▶ _Page excerpt_:
_ _ _ _

All the while this is happening, I have a new freedom that I don’t know what to do with … I have been married for 20 years and was a whole other version of myself … now I had shed all these layers got back to basics and was on ny journey home … or so I thought, in reality I was frozen but in motion. Is it safe to come out yet? Ok, I begin dating … yo this shit is scary. I’m a mother of three and they are constantly at the forefront of any decision I make. Forget it I don’t want to do this and then in this new found freedom I reconnect with my childhood sweetheart … you know that guy who stole your heart when you were young and free but like I said young and free so after 3 years of love and growing pains, you go your separate ways. We both married other people and had children, a whole other life nd then here we are one day sipping wine and catching up. Whoa! What is happening … we were both honestly in shock. All those feelings come rushing in … but with that all those old icky childish ways want to come too and you have to tell them to take a seat. Your olderwiser and taking it slow or so you think. Well what exactly does slow mean … it has been a rollercoaster of slow, fast, some twirly whirly’s and steep drops … he has held a mirror so clean and bright up to my face. We have triggered (he hates that word lol) so many emotions in each other, we have challenged each other, we have pushed each other out of our comfort zones, and we have had to learn how to appreciate the fun, the love, the messy, the raw, and all the versions of one another. And I’m not gonna lie … I have quite a few. I can not even believe what this connection has done to and for me … the greatest game changer.


We have both made so many mistakes but this is my blog so I’m just gonna talk about me lol. My freeze response, my survival mode and my ego has caused so many of those steep drops on the ride … I have not made it easy. I have frozen to the point where I couldn’t be myself, my fears prevented me from completely letting go and trusting. My anxious attachment had me anticipating abandonment at every turn, and my fear of being unsafe caused me to stay frozen. But guess what?! Hell I’m learning … I’m sitting in it now more than ever and I’m growing … I’m willing to be messy and free myself from my own icky shit. I have processed guilt, shame, fear, sadness, and grief about my entire life all through out this time. I have completely unraveled and am stilll rebuilding me, does this shit ever end? No … I’ll answer that … working to be a better me is an ongoing process.


But, the best part I have also made some of my favorite memories while we are learning all of this. When you reconnect with your childhood sweetheart you get to stay young together, I used to think you needed someone to grow old with but you need someone to stay young with, life is too heavy to be “old”. I wanted to be a “grown up” my whole life … rushed every stage … and even would play “family” or “friends” with my sister so we could be pretend grown ups. But now that we are here it’s so nice to play together … in some sense we had a part in raising each other. There are many pieces of me that were formed from my earlier years with him … my love of 90s R&B, my love of Salsa music, my love of dancing came back to life, my goofiness, my inside jokes, not taking myself so serious and cleaning with fabulouso (his grandma who I loved always had that shit on deck) … all formed from those years.

_ _ _ _

▶ _Records supplied_:
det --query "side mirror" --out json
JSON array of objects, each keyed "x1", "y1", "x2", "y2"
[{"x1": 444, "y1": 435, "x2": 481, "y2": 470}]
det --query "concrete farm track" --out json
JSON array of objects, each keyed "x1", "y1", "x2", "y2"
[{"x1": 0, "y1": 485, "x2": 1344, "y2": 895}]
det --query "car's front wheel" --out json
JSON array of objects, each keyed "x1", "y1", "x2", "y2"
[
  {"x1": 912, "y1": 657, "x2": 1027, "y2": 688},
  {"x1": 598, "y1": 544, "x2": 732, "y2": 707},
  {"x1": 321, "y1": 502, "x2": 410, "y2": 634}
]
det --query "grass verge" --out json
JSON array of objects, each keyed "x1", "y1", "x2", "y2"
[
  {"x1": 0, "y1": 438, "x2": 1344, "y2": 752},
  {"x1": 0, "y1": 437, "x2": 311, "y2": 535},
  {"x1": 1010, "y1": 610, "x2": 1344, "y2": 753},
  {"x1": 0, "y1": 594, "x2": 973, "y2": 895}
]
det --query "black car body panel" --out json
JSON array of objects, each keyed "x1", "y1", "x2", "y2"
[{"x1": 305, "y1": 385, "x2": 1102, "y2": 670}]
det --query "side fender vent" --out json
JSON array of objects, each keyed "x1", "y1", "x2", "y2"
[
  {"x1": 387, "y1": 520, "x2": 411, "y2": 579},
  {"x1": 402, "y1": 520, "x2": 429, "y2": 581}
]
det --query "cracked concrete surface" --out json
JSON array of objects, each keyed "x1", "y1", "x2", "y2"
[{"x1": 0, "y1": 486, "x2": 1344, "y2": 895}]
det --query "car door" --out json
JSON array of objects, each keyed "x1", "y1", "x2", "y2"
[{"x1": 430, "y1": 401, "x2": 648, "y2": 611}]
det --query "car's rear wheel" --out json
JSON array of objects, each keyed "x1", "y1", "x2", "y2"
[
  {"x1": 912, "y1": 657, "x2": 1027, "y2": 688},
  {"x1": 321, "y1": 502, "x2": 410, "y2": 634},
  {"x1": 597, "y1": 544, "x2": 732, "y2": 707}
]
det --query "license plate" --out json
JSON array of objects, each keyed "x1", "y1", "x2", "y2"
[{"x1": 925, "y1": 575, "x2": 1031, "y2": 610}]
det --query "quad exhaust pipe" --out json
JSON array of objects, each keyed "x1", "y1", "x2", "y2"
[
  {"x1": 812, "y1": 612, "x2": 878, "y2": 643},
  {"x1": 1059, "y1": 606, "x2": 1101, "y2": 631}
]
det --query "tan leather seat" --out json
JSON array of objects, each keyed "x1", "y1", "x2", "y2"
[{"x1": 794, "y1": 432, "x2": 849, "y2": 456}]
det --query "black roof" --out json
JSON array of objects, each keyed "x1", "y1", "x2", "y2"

_ _ _ _

▶ _Stated problem 1_:
According to the blog excerpt, how many years had the writer been married?
▶ _Stated problem 2_:
Count the lines in the records that contain the string "black". Reply with the number only.

▶ _Task response 1_:
20 years.

▶ _Task response 2_:
2